:: EXTRAIT ::
Avec «Trois Sœurs», Laura Poggioli retrace l’histoire du parricide qui a ébranlé la Russie

Pour son premier roman, Laura Poggioli, noue sa propre histoire à celles des sœurs Khatchatourian. Ces trois sœurs qui ont tué leur père après avoir été victimes des pires supplices, et sont devenues le symbole de la lutte contre les violences domestiques en Russie.

par
Oriane Renette
Temps de lecture 5 min.

Pourquoi l’histoire des sœurs Katchatourian a-t-elle résonné en vous?

«Je l’ai découverte la dernière fois que je suis allée à Moscou, fin 2019. Je séjournais chez mes amis et me demandais ce que le mouvement MeToo avait donné en Russie. En réalité, il n’a vraiment pas eu beaucoup d’écho. Par contre, des activistes se sont positionnés contre les violences domestiques. C’est ainsi que j’ai découvert les sœurs Katchatourian. Leur histoire s’inscrivait d’un contexte particulier puisque, en 2017, était passée une loi de dépénalisation des violences domestiques (impliquant qu’un conjoint violent écope d’une amende, comme pour un excès de vitesse.) Je suis rentrée de Russie avec cette histoire qui m’avait happée, aspirée. En fait, elle me renvoie, moi, à une expérience de violence que j’ai connue en Russie, avec un garçon avec qui j’ai vécu là-bas.»

Comment avez-vous restitué leur histoire?
:::
:: LISTE ::
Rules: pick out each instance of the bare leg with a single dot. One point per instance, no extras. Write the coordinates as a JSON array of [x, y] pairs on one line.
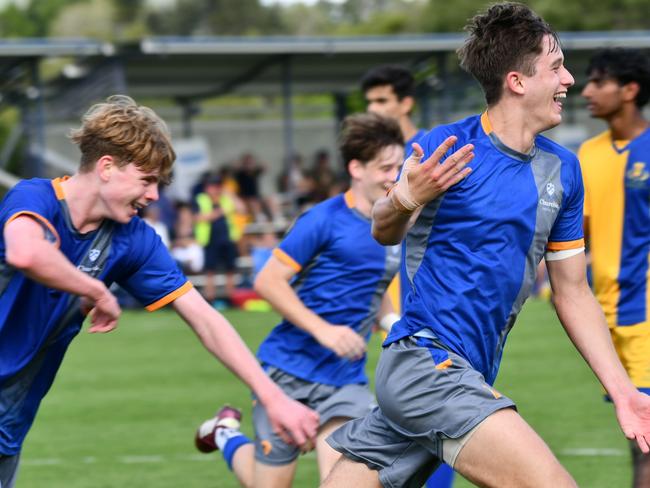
:::
:: LISTE ::
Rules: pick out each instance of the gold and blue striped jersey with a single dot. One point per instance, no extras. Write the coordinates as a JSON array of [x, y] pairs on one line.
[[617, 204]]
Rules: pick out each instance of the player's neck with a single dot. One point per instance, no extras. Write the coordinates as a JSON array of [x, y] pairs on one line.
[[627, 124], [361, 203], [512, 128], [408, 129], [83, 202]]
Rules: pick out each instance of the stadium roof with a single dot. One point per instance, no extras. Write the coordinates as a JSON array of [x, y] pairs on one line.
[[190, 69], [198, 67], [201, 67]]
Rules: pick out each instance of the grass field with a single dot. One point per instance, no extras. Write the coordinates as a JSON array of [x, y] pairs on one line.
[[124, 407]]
:::
D'après l'extrait sur le roman « Trois Sœurs », quand et où Laura Poggioli a-t-elle découvert l'histoire des sœurs Katchatourian ?

Elle l'a découverte fin 2019, lors de son dernier séjour à Moscou.